## Tâche
Extrayez telles quelles les lignes, de celle qui contient « of the navy » jusqu'à la toute dernière ligne, ces deux bornes comprises.

## Données extraites
====
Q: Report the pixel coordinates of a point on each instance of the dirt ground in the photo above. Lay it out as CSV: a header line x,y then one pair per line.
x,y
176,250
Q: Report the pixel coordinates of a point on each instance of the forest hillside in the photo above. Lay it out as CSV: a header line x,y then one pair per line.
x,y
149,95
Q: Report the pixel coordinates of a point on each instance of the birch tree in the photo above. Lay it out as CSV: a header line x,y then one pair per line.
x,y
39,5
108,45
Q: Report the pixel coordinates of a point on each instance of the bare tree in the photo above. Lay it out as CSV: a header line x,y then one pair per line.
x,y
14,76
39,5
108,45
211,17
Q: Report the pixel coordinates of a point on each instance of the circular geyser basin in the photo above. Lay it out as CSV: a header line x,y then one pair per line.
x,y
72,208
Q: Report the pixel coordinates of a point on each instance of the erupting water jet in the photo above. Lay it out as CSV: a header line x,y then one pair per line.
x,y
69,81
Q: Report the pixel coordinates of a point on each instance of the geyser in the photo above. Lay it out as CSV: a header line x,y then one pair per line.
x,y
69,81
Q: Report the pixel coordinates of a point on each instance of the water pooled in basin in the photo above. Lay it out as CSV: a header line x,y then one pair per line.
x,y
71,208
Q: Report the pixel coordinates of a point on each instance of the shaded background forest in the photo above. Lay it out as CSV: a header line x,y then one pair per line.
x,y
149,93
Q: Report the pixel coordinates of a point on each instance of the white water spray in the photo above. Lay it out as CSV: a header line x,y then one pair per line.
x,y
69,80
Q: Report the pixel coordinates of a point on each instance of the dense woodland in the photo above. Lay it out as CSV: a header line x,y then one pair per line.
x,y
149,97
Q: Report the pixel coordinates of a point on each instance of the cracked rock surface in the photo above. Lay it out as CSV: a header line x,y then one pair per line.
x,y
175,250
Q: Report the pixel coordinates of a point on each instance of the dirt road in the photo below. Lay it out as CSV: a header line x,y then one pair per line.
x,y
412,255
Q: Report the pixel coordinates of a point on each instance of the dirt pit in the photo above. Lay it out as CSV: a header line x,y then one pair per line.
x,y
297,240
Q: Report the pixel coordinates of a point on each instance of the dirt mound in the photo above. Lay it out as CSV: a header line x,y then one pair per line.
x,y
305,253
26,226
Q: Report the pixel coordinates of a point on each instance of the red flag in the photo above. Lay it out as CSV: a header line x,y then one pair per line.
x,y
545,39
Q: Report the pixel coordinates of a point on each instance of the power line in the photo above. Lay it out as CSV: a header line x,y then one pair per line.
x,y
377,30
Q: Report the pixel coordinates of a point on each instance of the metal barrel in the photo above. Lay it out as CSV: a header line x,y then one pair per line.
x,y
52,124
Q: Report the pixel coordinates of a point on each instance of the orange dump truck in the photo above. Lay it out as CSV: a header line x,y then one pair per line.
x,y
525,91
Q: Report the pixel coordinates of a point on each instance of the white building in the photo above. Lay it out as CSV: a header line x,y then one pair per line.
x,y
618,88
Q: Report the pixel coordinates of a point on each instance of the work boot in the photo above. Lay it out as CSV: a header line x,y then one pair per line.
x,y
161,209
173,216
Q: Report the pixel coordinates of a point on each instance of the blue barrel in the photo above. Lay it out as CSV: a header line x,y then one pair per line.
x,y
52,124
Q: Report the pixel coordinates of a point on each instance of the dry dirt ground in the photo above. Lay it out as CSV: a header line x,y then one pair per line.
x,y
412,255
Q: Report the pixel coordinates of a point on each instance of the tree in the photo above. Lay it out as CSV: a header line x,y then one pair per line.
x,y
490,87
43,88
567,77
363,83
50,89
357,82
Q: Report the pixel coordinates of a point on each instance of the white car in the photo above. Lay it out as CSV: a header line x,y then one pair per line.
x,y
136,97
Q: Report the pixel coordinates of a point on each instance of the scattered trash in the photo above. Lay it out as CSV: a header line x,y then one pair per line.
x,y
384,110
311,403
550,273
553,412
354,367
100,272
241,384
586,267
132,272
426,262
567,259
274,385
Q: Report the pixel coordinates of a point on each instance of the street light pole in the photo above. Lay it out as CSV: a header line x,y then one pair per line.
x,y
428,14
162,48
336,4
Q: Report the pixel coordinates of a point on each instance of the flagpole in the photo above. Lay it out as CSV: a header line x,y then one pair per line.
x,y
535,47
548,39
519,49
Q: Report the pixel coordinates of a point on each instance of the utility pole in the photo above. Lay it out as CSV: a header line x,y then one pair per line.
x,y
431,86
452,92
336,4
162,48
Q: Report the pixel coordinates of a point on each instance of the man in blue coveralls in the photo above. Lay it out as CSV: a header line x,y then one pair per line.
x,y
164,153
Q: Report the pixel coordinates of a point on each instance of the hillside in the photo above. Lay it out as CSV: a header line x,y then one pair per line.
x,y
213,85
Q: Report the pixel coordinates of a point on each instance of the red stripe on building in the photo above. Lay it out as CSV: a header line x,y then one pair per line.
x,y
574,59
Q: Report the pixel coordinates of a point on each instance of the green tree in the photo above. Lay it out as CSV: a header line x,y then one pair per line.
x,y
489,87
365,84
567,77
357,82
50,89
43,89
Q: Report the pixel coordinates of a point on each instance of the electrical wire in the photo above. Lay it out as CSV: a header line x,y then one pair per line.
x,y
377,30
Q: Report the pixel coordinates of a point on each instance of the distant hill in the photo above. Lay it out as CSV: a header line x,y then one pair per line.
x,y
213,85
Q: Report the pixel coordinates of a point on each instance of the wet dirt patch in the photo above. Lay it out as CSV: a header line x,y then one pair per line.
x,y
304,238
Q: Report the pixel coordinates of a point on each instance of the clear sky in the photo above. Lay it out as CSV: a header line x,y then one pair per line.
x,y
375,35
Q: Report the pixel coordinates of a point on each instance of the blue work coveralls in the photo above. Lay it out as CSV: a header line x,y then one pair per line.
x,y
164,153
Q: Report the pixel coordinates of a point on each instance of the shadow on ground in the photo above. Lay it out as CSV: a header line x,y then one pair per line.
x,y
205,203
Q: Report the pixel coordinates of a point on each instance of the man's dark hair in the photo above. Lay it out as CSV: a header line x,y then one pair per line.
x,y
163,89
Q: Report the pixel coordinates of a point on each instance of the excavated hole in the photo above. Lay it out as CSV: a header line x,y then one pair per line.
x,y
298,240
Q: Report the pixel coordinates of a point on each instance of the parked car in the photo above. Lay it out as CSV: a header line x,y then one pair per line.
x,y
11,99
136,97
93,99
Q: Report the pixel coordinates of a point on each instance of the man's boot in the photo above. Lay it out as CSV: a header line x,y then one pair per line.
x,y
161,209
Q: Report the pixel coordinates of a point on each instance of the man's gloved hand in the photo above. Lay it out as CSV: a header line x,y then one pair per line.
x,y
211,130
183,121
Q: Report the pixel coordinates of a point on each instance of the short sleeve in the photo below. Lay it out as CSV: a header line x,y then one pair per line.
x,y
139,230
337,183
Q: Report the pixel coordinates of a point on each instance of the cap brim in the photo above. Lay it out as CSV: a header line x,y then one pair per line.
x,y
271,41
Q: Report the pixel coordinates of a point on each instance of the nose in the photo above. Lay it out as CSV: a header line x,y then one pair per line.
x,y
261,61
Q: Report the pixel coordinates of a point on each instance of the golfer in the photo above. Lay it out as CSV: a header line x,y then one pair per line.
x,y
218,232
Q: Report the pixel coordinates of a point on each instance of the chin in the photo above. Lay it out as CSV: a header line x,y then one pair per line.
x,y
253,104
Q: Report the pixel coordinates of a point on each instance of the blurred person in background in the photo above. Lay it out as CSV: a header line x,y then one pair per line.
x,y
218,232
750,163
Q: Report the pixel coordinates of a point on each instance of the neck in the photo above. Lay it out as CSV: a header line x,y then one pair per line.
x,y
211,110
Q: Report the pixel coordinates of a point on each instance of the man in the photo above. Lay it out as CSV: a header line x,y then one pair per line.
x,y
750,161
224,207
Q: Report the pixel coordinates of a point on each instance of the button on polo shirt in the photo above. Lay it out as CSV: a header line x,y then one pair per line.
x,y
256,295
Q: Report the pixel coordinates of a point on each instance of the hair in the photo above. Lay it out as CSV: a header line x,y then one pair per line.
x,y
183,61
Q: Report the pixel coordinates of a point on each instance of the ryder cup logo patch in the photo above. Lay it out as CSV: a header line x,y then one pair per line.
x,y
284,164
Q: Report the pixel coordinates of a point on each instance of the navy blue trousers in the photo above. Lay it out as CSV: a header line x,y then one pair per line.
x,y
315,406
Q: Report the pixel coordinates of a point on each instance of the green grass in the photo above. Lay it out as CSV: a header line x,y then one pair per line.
====
## Réponse
Q: Report the pixel coordinates of a point on each instance of the navy blue trousers in the photo above. Lay it out as CSV: a header line x,y then one pair per line.
x,y
315,406
Q: Report the pixel coordinates of a point on each instance of the green grass in the photo above. Lay it out as CSV: a header line x,y then one pair per line.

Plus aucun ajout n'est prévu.